GESTELLTE AUFGABE
Führe den folgenden Forenthread über das Aufnehmen von Musik von einer DVD weiter, und zwar mit dem Beitrag von Phlex, der nach dessen Überschrift beginnt.

VORGEGEBENER TEXT

# musik von dvd aufnehmen



## ziriander (30. August 2003)

Hi Leute

Ich würde gerne von laufender DVD Musik aufnehmen. Gibt es ein kleines einfaches tool, mit dem man das bewerkstelligen kann.

Danke für eure Hilfe
ziriander


----------



## Tim C. (1. September 2003)

Kannst du nicht den DVD Ton aufnehmen, indem du in den Audio Optionen deiner Soundkarte einfach den "Aufnahmemixer" als Quelle wählst und dann mit einem beliebigen Audio Programm aufnimmst ?


----------



## ziriander (1. September 2003)

Unter win98 hat das wunderbar geklappt mit dem Recorder von Creative, aber jetzt ist es aus damit. Seit dem Update, damit es auch auf WinXP , geht da gar nichts mehr. Ich kann  weder was installieren, noch deinstallieren. Ich habe sogar versucht alle Einträge von Creative aus der Registry zulöschen und alles was ich sonst noch diesbezüglich auf meinem Rechner gefunden habe um es dann neu zu installieren. Aber es ändert nichts. Selbst der Creative Mail-Supporrt hatte mir nach 3 Wochen hin und her empfohlen meine Festplatte zu formatieren und alles neu zu installieren. Sind die Wahnsinnig. 

Da versuche ich es lieber mit einem alternativem tool (wenn möglich).


----------



## Phlex (22. September 2003)

BEREITGESTELLTE DATEN
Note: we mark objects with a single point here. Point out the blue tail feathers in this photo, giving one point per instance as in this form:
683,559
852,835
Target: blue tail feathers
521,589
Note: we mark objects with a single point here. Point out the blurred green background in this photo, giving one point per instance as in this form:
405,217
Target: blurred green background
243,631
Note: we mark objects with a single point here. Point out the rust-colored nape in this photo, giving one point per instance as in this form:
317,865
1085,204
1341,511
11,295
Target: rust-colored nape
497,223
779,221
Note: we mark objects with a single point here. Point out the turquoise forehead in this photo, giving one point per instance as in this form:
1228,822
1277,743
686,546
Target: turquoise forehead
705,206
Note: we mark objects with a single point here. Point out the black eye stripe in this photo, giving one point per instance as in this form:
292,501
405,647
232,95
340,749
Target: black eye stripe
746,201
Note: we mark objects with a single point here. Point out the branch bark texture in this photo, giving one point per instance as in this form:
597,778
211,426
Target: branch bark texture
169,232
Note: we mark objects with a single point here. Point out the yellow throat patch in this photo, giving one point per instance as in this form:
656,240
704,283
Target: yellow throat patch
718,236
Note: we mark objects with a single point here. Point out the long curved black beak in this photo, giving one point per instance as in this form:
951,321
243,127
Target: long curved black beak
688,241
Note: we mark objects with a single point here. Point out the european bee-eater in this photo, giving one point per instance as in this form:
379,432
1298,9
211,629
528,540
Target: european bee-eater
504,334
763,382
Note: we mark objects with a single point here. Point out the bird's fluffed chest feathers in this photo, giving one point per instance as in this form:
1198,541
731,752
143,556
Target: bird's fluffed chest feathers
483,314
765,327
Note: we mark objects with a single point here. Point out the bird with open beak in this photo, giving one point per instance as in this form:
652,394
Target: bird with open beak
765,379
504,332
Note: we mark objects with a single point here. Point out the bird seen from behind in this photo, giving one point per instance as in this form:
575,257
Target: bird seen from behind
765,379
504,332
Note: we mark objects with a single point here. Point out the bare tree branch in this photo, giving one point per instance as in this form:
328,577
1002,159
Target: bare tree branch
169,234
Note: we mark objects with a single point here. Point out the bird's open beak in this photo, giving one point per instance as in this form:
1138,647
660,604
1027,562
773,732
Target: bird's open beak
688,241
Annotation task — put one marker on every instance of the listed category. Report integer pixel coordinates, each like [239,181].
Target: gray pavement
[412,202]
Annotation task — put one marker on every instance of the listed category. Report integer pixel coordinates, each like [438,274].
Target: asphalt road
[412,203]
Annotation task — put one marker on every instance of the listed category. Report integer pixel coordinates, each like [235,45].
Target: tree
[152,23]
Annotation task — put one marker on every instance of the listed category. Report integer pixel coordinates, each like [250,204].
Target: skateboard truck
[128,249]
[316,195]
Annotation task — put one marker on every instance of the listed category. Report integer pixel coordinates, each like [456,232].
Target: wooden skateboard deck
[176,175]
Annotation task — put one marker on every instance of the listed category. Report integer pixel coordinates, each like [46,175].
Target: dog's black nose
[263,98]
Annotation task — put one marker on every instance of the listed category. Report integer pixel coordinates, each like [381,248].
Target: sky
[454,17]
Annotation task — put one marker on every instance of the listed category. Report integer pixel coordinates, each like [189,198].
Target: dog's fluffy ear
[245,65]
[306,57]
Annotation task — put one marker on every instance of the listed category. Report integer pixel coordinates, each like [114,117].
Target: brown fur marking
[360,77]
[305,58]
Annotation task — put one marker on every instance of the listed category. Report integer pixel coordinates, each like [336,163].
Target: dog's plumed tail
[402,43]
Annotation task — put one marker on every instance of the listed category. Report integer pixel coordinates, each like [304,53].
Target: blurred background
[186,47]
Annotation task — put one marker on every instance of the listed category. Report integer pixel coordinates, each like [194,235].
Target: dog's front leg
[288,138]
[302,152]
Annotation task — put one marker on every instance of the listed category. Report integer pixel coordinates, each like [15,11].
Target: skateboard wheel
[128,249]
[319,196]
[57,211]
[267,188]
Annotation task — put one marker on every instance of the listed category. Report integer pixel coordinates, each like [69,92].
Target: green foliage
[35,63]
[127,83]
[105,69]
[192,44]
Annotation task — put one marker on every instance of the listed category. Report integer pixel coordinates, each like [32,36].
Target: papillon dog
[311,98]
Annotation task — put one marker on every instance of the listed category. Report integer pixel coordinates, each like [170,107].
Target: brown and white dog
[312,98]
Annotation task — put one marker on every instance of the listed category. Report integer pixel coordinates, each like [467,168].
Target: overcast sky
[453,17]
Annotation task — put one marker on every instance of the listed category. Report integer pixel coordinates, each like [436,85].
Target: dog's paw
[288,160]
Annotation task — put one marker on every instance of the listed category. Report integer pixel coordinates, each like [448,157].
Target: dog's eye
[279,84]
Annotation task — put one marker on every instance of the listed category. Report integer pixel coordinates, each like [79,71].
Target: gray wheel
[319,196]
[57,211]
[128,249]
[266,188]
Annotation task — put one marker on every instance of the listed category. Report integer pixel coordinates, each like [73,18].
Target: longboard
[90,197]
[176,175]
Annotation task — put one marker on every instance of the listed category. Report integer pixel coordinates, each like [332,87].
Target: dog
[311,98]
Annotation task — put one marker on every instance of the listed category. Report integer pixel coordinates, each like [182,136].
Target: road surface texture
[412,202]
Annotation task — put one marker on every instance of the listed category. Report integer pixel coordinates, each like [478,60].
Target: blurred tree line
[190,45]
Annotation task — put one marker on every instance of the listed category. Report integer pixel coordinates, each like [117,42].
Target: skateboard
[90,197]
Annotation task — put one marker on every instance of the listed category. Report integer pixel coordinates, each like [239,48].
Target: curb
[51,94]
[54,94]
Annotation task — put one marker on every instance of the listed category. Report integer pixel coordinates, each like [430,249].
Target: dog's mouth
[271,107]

GELÖSTE AUFGABE
*Tools*

Moin, 

geht eigentlich ganz einfach. Besorgt Euch einen DVD-Ripper wie Smartripper oder DVDDecrypter und DVD2AVI 1.86. Sollte es eigentlich alles bei http://www.divx-digest.com geben. Wenn ihre die Programme habe einfach installieren und zuerst den Smartripper oder DvDDecrypter starten. Wählt einfach die VOB-Tracks aus (Länge steht immer dahinter und normalerweise werden alle dazugehörigen Dateien automatisch mitausgewählt) und ein Verzeichnis in das die Dateien extrahiert werden sollen -> Rip per Button.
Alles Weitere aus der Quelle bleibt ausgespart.